Exercise instructions ->
Search the listing for the string "bridge". Copy every line that has it.

Data in this exercise ->
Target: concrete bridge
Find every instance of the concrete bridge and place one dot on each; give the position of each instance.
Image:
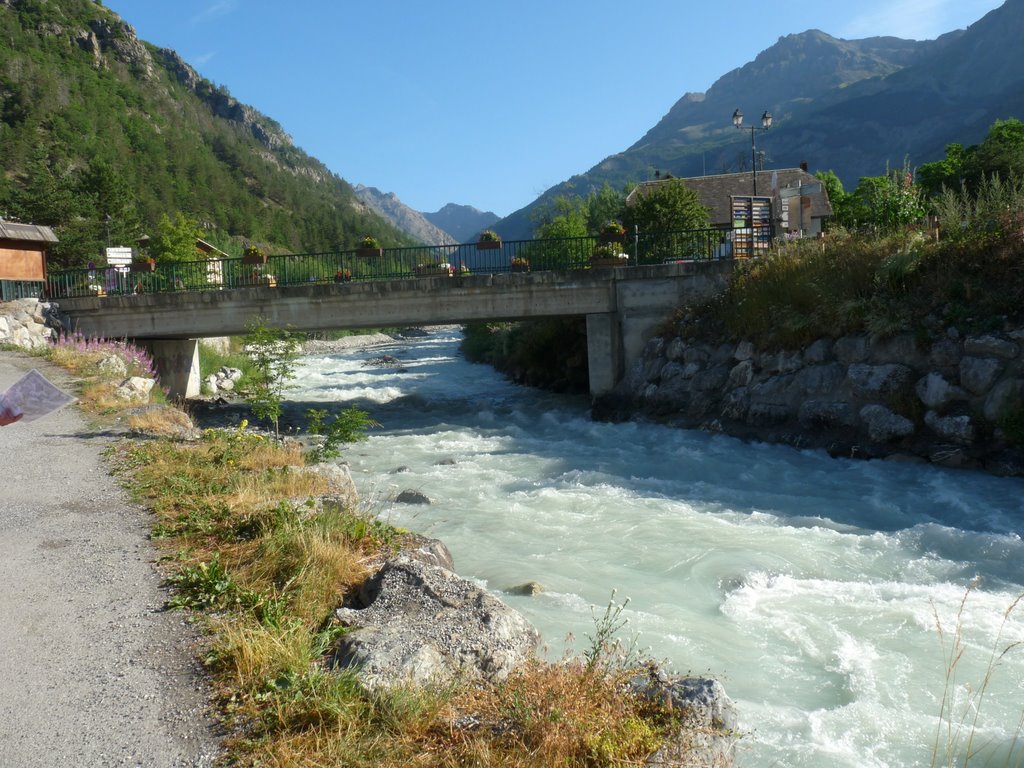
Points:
(623, 306)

Exercise result ->
Target: concrete bridge
Find every instance of the concrete bridge and place one dot on each; give the position of each instance.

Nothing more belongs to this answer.